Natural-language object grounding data
******************************

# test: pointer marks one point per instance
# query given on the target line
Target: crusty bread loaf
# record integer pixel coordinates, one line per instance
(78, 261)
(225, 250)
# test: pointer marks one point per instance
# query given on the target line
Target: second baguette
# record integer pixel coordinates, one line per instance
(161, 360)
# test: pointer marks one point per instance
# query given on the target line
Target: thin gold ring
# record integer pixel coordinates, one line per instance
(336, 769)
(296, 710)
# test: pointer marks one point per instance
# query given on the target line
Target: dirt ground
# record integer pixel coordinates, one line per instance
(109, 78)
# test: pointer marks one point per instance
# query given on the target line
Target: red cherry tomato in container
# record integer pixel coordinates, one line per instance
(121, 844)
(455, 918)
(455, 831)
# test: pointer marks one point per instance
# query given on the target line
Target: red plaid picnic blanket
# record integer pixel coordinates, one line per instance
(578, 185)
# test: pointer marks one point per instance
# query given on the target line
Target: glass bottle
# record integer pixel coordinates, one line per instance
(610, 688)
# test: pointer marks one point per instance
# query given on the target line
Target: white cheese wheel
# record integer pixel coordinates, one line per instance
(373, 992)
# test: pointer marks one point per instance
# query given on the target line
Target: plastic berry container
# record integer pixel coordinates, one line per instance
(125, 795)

******************************

*What the exercise asks*: Each record above should be returned exactly as written.

*Solution for this task*:
# test: pointer marks one point per instance
# query given on the target line
Target: crusty bread loaf
# record integer pixel coordinates, one line per instance
(78, 261)
(225, 250)
# test: pointer marks one point per instance
# query given on the target line
Target: second baguette
# record integer pixel coordinates, one line per instance
(161, 360)
# test: pointer marks one point per instance
# query given on the target line
Target: thin gold ring
# record integer pixel coordinates, one line per instance
(336, 769)
(296, 710)
# test: pointer marks one point per instance
# query given on the target line
Target: dirt ground
# record integer pixel coordinates, one line per instance
(109, 78)
# test: pointer marks one point per instance
# query given on the target line
Target: red cherry tomato in container
# record integer pixel coordinates, one line per instance
(121, 844)
(455, 918)
(455, 831)
# test: pointer marks one point per instance
# query given on the target line
Target: red plaid picnic blanket
# record integer pixel coordinates, one line per instance
(578, 185)
# test: pointer marks one point per instance
# query given on the target line
Target: glass bottle
# record integer pixel coordinates, one line per instance
(610, 688)
# test: pointer marks one point per instance
# query given on the target line
Target: white cheese wheel
# record integer pixel coordinates, one line per instance
(373, 992)
# test: pointer marks one point per instance
# query given on the target line
Target: plastic berry container
# record integer pixel coordinates, one line per instance
(125, 795)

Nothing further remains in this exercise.